Artist, drawing researcher and lecturer in BA(Hons) Drawing Dr Joe Graham, and some of his Falmouth School of Art students and alumni,  presented papers and workshops at The Embodied Experience of Drawing event at The Drawing Symposium, Plymouth.

The event responded to the increasing proportion of artists in the South West working in performative drawing practice. It gathered contributors, to acknowledge and interrogate this movement and to discuss ideas around the future of drawing research, philosophy and practice.

Dr Joe Graham discussed his paper The Utility of Drawing: Drawn and Withdrawn.  “This paper sketches a nascent ontology of drawing, one that uses Heidegger to explore the idea that drawing is a fundamentally useful type of thing for those who draw. Within this understanding however, the utility of drawing appears withdrawn, so to speak. It requires being ‘drawn out’ (freed) when drawings are viewed for some purpose – as pictures, diagrams, maps, plans or other forms intended for use.”

• [GIVEN REQUEST 1]
Could you reproduce, word for word, the part of the drawing symposium item that opens with the words containing "Artist, drawing researcher" and closes with "philosophy and practice."?

• [SUPPLIED ENTRIES]
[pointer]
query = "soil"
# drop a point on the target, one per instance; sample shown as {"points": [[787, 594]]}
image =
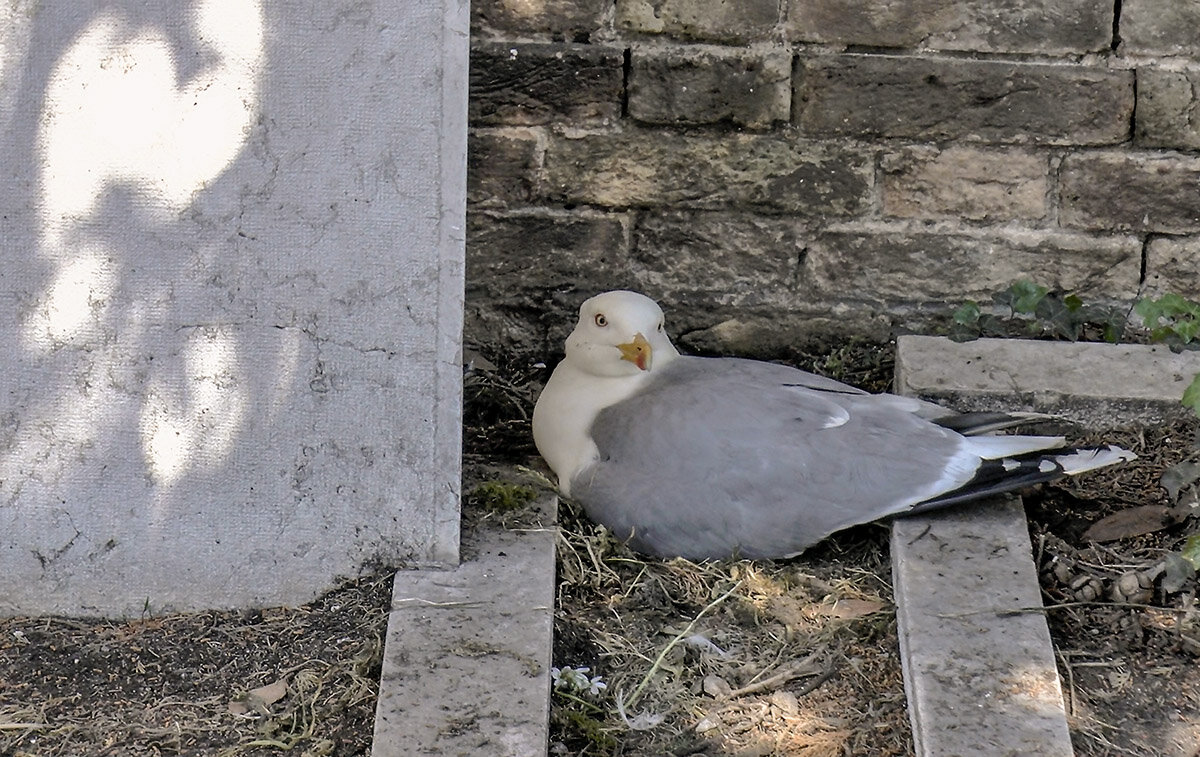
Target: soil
{"points": [[719, 659], [216, 683]]}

• [GIVEN REQUEST 2]
Can you write out every line of the rows above exactly, leaving the picture out of your answer?

• [WRITTEN RESPONSE 1]
Artist, drawing researcher and lecturer in BA(Hons) Drawing Dr Joe Graham, and some of his Falmouth School of Art students and alumni,  presented papers and workshops at The Embodied Experience of Drawing event at The Drawing Symposium, Plymouth.

The event responded to the increasing proportion of artists in the South West working in performative drawing practice. It gathered contributors, to acknowledge and interrogate this movement and to discuss ideas around the future of drawing research, philosophy and practice.

• [WRITTEN RESPONSE 2]
[pointer]
query = "soil"
# drop a point on the target, one per instance; sample shown as {"points": [[787, 594]]}
image =
Target: soil
{"points": [[719, 659], [216, 683]]}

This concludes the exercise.